> EXERCISE DESCRIPTION
Output the material below in its entirety, exactly as given.

----

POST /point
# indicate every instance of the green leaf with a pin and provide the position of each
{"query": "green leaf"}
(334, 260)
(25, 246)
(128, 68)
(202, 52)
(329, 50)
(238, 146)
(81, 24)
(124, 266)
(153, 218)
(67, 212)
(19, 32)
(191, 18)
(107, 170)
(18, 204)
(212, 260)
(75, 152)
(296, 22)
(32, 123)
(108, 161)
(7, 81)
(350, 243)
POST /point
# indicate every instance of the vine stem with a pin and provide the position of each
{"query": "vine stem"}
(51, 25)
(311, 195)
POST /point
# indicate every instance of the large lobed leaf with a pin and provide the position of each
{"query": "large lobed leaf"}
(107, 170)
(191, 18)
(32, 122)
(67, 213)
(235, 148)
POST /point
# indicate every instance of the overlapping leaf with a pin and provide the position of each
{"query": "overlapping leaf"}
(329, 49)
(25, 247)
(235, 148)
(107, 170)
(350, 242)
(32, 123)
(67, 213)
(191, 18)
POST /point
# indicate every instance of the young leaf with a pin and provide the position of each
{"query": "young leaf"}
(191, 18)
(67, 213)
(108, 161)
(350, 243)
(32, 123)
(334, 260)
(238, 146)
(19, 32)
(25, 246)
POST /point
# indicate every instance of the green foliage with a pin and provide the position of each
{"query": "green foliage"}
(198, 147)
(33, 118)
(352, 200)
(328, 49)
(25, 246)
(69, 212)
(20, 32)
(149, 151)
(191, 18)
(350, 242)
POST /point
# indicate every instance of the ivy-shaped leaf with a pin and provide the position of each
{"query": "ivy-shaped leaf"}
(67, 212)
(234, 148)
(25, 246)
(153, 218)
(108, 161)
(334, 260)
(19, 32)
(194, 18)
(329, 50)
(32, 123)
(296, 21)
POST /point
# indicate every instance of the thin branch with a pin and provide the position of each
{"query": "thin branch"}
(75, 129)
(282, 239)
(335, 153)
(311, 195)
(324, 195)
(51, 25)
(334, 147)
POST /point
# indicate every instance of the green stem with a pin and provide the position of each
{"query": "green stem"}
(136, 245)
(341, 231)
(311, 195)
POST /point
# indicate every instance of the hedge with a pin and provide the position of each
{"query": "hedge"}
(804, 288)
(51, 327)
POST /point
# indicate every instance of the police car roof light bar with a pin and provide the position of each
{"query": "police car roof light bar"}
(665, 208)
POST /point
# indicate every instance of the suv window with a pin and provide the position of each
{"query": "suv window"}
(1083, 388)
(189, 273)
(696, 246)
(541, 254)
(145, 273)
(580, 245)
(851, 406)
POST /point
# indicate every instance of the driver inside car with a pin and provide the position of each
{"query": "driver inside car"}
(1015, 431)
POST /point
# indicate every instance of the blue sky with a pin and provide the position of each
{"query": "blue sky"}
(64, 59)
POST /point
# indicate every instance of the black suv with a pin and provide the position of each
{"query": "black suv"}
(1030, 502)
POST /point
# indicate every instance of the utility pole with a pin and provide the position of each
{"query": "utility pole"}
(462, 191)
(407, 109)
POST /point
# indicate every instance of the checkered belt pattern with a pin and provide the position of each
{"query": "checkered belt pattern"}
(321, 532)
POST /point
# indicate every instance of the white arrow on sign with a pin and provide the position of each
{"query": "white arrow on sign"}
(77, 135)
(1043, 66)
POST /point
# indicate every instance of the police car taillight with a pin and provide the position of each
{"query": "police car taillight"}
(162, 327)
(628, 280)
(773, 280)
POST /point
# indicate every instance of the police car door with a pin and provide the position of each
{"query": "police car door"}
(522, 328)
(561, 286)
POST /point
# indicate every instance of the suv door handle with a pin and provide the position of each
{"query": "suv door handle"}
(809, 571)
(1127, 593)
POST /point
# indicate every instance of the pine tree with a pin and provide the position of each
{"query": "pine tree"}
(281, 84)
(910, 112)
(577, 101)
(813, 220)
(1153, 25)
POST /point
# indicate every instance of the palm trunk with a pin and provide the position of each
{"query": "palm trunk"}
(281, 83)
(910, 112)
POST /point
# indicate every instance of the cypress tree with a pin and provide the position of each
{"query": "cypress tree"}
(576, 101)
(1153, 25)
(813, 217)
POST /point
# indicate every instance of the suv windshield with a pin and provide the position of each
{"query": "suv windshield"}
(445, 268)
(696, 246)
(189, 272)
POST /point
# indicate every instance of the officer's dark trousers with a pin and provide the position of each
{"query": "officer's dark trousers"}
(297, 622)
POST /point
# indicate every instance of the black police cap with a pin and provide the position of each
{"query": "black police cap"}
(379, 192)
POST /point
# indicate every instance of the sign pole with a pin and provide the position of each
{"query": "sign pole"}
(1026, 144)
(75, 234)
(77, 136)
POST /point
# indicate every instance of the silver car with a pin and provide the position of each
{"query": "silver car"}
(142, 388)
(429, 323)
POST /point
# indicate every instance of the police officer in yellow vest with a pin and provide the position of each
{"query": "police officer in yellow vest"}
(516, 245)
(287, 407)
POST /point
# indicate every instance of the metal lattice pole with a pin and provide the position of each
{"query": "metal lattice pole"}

----

> TASK ANSWER
POST /point
# indicate every instance of the green leaf with a pin and provide the position of each
{"query": "green leaf"}
(334, 260)
(25, 246)
(128, 68)
(202, 52)
(329, 50)
(238, 146)
(81, 24)
(124, 266)
(153, 218)
(67, 212)
(19, 32)
(191, 18)
(107, 170)
(18, 204)
(212, 260)
(75, 152)
(296, 22)
(32, 123)
(108, 161)
(7, 81)
(350, 243)
POST /point
# indicate every instance of the vine stem with a pin and provide the position of each
{"query": "vine stem"}
(51, 25)
(311, 195)
POST /point
# indicate every instance of the large lobed leaf with a pin and provide the position of each
{"query": "large lobed leaf"}
(107, 170)
(191, 18)
(32, 122)
(67, 213)
(235, 148)
POST /point
# indicate every instance of the overlapping leaf with a pin and provide the position of each
{"query": "overlapping leaf"}
(329, 49)
(25, 247)
(235, 148)
(107, 170)
(350, 242)
(32, 123)
(67, 213)
(191, 18)
POST /point
# indicate every instance of the young leaf with a pin and provide the position of each
{"query": "young leaf"}
(191, 18)
(67, 213)
(108, 161)
(350, 243)
(32, 123)
(334, 260)
(238, 146)
(19, 32)
(25, 246)
POST /point
# indicate every instance of the green foliage with a pin and provide the position of each
{"query": "green foliage"}
(198, 147)
(33, 118)
(352, 200)
(328, 49)
(25, 246)
(69, 212)
(20, 32)
(149, 151)
(191, 18)
(350, 242)
POST /point
# indicate every instance of the ivy-shaped leaf with a pin and provide the position of each
{"query": "ivy-shaped leaf"}
(67, 212)
(234, 148)
(25, 246)
(153, 218)
(108, 161)
(334, 260)
(19, 32)
(194, 18)
(329, 50)
(32, 123)
(296, 21)
POST /point
# indicate every instance of the thin branch with a pin and provide the position of each
{"query": "thin branch"}
(75, 129)
(282, 239)
(335, 153)
(311, 195)
(324, 195)
(51, 25)
(334, 147)
POST /point
# indicate every instance of the green stem with a pin and provide the position of each
{"query": "green stem"}
(136, 245)
(341, 231)
(311, 195)
POST /point
# indicate every instance of the hedge with a pin and provide the position of each
{"query": "hedge"}
(804, 288)
(51, 327)
POST /point
# indicate every instance of the police car roof light bar with a pin and provide the position of each
{"query": "police car roof light bar"}
(665, 208)
POST /point
# indicate every instance of the suv window with a pin and provide the position of each
{"query": "suv window"}
(1083, 388)
(189, 273)
(696, 246)
(541, 254)
(145, 273)
(580, 245)
(851, 406)
POST /point
# indicate every instance of the driver inside car with a pin and provide the position of each
{"query": "driver inside car"}
(1015, 431)
POST /point
# indicate every instance of the blue sky with a pin and provide the position of each
{"query": "blue sky"}
(64, 59)
POST /point
# indicate every instance of the black suv with a pin and provide the position of each
{"query": "black suv"}
(1030, 502)
POST /point
# indicate every instance of the utility pole with a pin and provide the position of each
{"query": "utility pole"}
(462, 191)
(407, 109)
POST /point
# indicate every instance of the checkered belt pattern with a pin and provide the position of each
{"query": "checkered belt pattern"}
(321, 532)
POST /point
# indicate every instance of the white arrow on sign with a pin and provide the position of each
{"query": "white arrow on sign"}
(77, 135)
(1043, 66)
POST /point
# indicate every instance of the police car taillight with a pin and provide the position of each
{"query": "police car taillight"}
(162, 327)
(628, 280)
(773, 280)
POST /point
# indicate every instance of the police car door with a pin and provide the position of each
{"query": "police car door"}
(522, 328)
(561, 286)
POST /point
# indicate every instance of the suv door handle with a pin and provide the position of each
{"query": "suv door handle"}
(809, 571)
(1127, 593)
POST /point
# indicate every instance of the pine tree with a pin and provide the position of each
{"query": "pine tree"}
(281, 84)
(910, 112)
(577, 101)
(813, 220)
(1153, 25)
POST /point
# indicate every instance of the palm trunk with a pin and provide the position of each
{"query": "palm trunk"}
(281, 83)
(910, 112)
POST /point
# indicate every instance of the cypress tree with a pin and provide the position of each
{"query": "cypress tree"}
(576, 101)
(1153, 25)
(813, 217)
POST /point
# indicate every instance of the suv windshield with a pin and provide the position of each
{"query": "suv windshield"}
(445, 268)
(696, 246)
(189, 272)
POST /point
# indicate every instance of the officer's dark trousers with a pin and provide the position of each
{"query": "officer's dark trousers"}
(297, 622)
POST /point
# indicate every instance of the black police cap with a pin and provide the position of each
{"query": "black police cap"}
(379, 192)
POST /point
# indicate every instance of the sign pole with a pin and provide the position of each
{"query": "sign pole"}
(1026, 144)
(75, 234)
(77, 136)
POST /point
# indicate every instance of the silver car with a pin and provide the position of each
{"query": "silver car"}
(142, 388)
(429, 323)
POST /point
# indicate every instance of the police officer in yellow vest with a pin and provide the position of each
{"query": "police officer in yellow vest"}
(516, 245)
(287, 407)
POST /point
# indicate every instance of the metal lattice pole with a pin and provide the position of each
{"query": "metal lattice pole"}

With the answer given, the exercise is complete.